**YOUR TASK**: Copy only what runs from the line containing "rear window in the photo above." through the end of the material below, line for line, with both ends included.

**Items listed in a dataset**:
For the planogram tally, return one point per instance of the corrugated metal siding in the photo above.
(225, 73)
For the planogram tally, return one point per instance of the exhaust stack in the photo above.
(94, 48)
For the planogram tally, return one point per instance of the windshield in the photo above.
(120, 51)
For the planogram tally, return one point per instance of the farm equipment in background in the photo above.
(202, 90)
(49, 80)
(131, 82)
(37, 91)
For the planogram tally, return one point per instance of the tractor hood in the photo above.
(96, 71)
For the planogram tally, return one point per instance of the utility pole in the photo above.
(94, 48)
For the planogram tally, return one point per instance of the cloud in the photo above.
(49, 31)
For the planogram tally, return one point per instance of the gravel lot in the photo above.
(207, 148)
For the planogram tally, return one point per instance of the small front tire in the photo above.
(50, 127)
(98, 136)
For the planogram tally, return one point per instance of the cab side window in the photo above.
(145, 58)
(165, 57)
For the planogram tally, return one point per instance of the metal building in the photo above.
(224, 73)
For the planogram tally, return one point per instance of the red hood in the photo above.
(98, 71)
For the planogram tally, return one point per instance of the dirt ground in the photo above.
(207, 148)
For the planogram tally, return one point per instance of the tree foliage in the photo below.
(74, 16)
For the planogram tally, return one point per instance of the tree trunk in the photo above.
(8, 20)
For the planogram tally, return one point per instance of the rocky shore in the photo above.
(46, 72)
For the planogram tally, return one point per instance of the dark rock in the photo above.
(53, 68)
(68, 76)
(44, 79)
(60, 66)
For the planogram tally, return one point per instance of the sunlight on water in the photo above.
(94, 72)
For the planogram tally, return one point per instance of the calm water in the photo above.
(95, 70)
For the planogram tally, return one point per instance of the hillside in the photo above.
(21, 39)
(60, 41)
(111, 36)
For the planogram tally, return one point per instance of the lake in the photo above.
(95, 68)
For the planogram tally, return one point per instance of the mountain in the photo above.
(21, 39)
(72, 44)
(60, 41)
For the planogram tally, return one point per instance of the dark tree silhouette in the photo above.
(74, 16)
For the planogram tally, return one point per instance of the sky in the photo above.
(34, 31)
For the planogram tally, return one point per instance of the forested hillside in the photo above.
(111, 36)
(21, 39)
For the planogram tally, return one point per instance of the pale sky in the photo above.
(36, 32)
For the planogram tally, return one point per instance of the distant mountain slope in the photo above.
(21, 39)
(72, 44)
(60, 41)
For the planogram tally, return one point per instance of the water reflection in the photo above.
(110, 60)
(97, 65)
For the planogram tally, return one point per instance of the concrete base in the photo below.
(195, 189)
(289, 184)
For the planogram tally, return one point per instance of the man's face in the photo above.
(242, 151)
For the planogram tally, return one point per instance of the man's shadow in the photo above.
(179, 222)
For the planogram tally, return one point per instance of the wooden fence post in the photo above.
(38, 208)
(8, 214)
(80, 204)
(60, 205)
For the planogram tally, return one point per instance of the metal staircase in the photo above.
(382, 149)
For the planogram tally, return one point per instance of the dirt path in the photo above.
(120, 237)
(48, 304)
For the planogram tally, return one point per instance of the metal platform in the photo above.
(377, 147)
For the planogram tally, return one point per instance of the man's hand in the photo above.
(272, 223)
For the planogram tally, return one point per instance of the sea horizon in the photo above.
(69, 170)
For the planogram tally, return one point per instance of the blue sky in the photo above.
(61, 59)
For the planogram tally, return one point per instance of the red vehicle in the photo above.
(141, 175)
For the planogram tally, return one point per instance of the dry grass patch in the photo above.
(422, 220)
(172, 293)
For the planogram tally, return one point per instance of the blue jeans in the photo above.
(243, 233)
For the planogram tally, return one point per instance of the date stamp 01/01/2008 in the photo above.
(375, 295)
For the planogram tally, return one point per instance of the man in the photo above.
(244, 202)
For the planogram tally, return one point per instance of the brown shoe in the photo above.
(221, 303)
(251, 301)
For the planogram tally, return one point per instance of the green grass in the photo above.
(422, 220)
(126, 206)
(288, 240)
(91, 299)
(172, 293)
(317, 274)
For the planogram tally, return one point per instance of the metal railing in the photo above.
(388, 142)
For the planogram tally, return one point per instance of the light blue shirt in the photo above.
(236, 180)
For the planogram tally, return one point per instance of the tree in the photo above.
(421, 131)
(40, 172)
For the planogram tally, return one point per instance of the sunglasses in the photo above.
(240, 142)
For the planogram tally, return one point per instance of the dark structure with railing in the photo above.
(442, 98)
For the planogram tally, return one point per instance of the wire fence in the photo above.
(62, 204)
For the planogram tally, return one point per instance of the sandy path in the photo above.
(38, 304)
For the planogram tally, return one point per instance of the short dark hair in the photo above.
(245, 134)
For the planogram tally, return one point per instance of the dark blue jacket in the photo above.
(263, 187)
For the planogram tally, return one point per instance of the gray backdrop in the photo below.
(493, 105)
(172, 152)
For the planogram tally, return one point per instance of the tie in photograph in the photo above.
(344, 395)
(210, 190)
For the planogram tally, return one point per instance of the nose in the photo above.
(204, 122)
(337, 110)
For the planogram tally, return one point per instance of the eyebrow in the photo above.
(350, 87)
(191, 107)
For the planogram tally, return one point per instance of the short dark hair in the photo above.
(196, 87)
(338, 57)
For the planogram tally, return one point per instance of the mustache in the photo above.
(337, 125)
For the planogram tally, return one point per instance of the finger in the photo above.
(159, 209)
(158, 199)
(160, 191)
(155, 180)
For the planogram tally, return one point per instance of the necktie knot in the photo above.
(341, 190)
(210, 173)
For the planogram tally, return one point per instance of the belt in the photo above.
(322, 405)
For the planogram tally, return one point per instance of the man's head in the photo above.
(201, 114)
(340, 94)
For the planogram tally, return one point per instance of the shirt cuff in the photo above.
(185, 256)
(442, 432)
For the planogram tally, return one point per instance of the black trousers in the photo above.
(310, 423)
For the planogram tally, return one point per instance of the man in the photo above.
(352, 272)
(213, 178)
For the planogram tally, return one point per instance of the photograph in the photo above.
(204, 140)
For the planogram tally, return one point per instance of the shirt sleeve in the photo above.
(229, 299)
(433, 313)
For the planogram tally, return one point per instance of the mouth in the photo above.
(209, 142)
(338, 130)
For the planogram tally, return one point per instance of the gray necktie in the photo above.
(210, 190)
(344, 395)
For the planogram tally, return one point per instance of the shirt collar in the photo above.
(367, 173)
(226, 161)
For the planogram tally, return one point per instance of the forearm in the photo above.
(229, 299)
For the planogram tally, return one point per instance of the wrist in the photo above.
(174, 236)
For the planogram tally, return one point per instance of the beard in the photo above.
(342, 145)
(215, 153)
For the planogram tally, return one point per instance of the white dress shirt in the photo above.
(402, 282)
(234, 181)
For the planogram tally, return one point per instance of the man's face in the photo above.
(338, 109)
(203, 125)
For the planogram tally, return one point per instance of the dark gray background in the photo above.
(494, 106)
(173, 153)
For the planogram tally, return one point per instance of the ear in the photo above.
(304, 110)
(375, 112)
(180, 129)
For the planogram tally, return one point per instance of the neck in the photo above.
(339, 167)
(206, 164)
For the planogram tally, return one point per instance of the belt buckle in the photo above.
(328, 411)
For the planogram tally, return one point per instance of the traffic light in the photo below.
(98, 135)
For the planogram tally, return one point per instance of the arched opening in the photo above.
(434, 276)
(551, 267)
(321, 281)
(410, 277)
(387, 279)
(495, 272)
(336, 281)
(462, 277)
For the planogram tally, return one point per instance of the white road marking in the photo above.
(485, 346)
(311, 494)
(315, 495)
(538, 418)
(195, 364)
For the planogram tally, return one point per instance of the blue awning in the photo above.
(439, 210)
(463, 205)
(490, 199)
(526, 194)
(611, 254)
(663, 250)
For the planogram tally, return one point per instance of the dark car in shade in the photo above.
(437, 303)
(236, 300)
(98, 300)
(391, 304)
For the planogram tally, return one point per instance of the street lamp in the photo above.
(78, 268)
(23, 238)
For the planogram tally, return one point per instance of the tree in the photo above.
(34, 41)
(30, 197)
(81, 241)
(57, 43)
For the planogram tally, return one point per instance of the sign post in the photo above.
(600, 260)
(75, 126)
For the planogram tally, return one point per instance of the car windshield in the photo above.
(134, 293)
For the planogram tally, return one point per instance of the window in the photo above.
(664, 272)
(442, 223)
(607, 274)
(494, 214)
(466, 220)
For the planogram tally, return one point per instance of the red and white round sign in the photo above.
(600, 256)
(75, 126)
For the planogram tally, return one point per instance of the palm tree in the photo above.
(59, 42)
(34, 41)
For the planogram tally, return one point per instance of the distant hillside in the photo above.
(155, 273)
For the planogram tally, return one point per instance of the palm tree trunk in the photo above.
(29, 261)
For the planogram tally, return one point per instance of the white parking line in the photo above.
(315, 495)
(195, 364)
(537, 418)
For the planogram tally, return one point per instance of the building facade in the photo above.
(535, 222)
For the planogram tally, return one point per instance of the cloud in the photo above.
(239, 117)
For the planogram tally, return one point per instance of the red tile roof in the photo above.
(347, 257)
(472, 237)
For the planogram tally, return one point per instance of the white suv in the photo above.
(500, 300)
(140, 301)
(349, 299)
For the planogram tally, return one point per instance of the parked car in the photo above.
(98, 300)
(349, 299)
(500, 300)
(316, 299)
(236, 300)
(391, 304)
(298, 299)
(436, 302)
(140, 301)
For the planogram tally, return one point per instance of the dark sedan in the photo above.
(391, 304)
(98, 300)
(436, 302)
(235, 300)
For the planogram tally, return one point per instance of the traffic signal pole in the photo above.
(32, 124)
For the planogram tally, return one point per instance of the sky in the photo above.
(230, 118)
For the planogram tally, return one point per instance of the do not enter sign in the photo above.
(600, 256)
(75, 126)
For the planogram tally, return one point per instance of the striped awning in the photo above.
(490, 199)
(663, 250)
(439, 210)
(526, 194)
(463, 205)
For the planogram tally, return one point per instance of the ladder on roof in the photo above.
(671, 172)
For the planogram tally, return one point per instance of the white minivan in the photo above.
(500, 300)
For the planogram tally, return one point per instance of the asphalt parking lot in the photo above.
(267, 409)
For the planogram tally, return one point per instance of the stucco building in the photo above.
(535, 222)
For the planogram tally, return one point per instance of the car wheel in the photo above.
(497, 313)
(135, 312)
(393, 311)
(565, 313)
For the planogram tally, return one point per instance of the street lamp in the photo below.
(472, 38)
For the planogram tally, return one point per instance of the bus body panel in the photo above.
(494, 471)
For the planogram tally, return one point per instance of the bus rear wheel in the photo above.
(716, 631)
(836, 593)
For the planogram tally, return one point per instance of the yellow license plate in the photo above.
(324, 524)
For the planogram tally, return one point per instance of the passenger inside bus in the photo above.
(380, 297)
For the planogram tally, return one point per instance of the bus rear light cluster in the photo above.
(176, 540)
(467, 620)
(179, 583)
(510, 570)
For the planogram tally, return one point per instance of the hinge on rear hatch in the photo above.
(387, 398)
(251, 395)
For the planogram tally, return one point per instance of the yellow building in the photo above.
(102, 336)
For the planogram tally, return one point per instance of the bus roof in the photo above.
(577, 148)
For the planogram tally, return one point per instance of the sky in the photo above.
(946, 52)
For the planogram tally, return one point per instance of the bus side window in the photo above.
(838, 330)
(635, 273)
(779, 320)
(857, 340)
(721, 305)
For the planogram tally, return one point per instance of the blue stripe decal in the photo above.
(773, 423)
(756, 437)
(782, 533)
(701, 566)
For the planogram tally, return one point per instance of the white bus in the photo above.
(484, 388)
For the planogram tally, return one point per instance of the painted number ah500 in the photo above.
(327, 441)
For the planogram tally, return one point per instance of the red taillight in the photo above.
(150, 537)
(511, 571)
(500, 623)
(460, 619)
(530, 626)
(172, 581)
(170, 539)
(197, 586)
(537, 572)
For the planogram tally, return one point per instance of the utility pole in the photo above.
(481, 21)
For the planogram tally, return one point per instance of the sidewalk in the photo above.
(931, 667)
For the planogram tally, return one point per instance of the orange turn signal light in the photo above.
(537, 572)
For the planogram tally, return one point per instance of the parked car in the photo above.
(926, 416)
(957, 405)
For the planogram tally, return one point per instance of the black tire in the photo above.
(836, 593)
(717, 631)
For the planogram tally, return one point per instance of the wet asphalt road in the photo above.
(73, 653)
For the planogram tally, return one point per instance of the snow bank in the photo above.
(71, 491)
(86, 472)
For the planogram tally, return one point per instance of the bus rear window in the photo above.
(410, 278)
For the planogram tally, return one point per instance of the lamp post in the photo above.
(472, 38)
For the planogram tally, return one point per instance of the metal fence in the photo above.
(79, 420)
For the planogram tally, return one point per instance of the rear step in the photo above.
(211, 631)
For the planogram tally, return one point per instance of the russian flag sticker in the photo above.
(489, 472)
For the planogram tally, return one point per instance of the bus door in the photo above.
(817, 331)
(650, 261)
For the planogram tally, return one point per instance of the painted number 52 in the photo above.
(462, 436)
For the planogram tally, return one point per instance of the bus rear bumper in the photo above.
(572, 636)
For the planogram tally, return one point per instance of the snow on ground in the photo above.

**THE OUTPUT**:
For the planogram tally, return one point per instance of the bus rear window in the photo above.
(410, 278)
For the planogram tally, return one point per instance of the lamp post in the photo above.
(472, 38)
For the planogram tally, return one point per instance of the metal fence in the photo above.
(79, 420)
For the planogram tally, return one point per instance of the rear step in the photo above.
(211, 631)
For the planogram tally, return one point per instance of the russian flag sticker in the photo above.
(489, 472)
For the planogram tally, return one point per instance of the bus door in the photo above.
(817, 331)
(650, 261)
For the planogram tally, return one point per instance of the painted number 52 in the photo above.
(462, 436)
For the planogram tally, return one point per instance of the bus rear bumper in the photo above.
(572, 636)
For the planogram tally, return one point per instance of the snow on ground in the photo above.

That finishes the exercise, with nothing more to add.